### DIRECTIONS
Copy every line of the data below word for word, changing nothing.

Coordinate annotation entries
+ + + +

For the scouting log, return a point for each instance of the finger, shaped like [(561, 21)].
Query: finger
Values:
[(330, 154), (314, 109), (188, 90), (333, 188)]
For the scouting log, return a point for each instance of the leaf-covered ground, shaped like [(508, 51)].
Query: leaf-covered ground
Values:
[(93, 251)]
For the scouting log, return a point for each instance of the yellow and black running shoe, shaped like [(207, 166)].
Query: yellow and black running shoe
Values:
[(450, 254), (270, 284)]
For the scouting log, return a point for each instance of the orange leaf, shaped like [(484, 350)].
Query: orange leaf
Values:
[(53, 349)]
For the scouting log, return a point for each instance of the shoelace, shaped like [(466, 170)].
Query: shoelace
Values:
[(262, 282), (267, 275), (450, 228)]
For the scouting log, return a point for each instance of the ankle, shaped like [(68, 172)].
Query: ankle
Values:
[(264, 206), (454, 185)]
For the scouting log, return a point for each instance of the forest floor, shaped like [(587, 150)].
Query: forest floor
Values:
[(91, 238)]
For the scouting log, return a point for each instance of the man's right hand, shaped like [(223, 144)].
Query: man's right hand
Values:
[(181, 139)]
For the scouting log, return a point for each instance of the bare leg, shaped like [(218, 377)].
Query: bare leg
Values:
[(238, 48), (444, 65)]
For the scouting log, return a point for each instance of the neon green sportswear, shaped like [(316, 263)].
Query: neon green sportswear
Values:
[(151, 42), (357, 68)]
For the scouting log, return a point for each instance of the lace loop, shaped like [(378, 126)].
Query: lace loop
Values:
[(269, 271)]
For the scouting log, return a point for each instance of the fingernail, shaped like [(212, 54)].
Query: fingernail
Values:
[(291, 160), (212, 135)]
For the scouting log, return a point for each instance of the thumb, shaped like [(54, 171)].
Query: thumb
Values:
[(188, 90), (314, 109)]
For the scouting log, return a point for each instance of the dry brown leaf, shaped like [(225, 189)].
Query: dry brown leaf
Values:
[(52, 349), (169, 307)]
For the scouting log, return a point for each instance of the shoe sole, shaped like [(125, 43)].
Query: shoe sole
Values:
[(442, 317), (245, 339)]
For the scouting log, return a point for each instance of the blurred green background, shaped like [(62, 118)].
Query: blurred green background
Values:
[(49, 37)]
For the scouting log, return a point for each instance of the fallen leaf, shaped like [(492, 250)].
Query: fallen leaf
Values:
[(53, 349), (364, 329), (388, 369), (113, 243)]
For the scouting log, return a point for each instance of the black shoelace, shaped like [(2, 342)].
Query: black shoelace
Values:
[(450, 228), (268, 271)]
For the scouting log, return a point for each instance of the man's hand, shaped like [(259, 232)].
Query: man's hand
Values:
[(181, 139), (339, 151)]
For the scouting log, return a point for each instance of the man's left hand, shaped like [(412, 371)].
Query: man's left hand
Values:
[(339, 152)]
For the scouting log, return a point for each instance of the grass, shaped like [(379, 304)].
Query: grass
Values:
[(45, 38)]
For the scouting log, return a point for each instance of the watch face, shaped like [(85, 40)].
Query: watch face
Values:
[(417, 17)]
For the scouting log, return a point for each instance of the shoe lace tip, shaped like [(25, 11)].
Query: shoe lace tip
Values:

+ + + +

### RESULT OF THIS TASK
For the scouting log, return a point for each instance of the finger, shaped like [(561, 21)].
Query: finger
Values:
[(330, 154), (314, 109), (188, 90), (333, 188)]
For the scouting log, return a point for each instance of the leaf-covered ground, shaped like [(508, 51)].
Query: leaf-covered ground
Values:
[(93, 251)]
For the scouting log, return a point for each instance of the yellow and black running shoe, shaped like [(207, 166)].
Query: yellow and black running shoe
Values:
[(450, 254), (270, 284)]
For the scouting log, return a point for each instance of the orange leaf, shaped like [(484, 350)].
Query: orange leaf
Values:
[(53, 349)]
For the scouting log, return a point for each instance of the shoelace, shaped like [(466, 170)].
Query: shoelace
Values:
[(262, 282), (267, 275), (450, 228)]
For the scouting log, return a point for each instance of the ankle, shaped like [(68, 172)].
Query: ankle
Values:
[(264, 206), (454, 185)]
For the scouting log, return a point for each instance of the forest floor, shaped like [(587, 150)].
Query: forest floor
Values:
[(91, 238)]
For the scouting log, return a point for each instance of the man's right hand, shaped like [(223, 144)].
Query: man's right hand
Values:
[(181, 139)]
For the scouting log, return a point for each instance of the bare leg, shaped like [(218, 377)].
Query: bare leg
Values:
[(238, 48), (444, 65)]
For the scouting log, return a point for each instance of the neon green sportswear, shaped like [(316, 263)].
Query: neon green sportswear
Values:
[(151, 42), (357, 68)]
For the scouting log, return a point for each instance of the lace loop, shaped like [(378, 126)].
Query: lace loop
Values:
[(269, 271)]
For the scouting log, return a point for each instance of the fingernail, shaped like [(212, 54)].
Query: fingernail
Values:
[(291, 160), (212, 135)]
For the scouting log, return a point for each instance of the thumb, shaped like [(54, 171)].
Query: thumb
Values:
[(188, 90), (314, 109)]
For the scouting log, return a point for each instance of the dry brown leaf, shaped like [(225, 189)].
Query: dry brown leaf
Values:
[(52, 349), (169, 307)]
For the scouting log, return a point for each instance of the shoe sole, shaped like [(125, 43)].
Query: shoe sole
Values:
[(442, 317), (245, 339)]
For the scouting log, return a point for each instance of the blurred green background, shaped like [(62, 118)].
Query: blurred green background
Values:
[(49, 37)]
For the scouting log, return a point for each instance of the fallen leaf, shaped like [(492, 250)].
Query: fallen leaf
Values:
[(53, 349), (364, 329), (388, 369), (113, 243)]
For the scouting log, return a point for each instance of the black shoelace, shaped like [(2, 342)].
Query: black shoelace
Values:
[(450, 228), (268, 271)]
For the scouting log, return a point for each instance of the man's hand, shaped like [(259, 232)].
Query: man's hand
Values:
[(181, 139), (339, 151)]
For the scouting log, return a point for each instance of the man's left hand, shaped like [(412, 371)].
Query: man's left hand
Values:
[(339, 152)]
For the scouting log, return a point for each instance of the grass, shaped like [(379, 304)].
Query: grass
Values:
[(45, 38)]
For the scouting log, return a point for each instance of the watch face, shaped like [(85, 40)].
Query: watch face
Values:
[(417, 17)]
For the scouting log, return a point for each instance of the shoe lace tip, shaped like [(25, 11)].
Query: shoe lace tip
Values:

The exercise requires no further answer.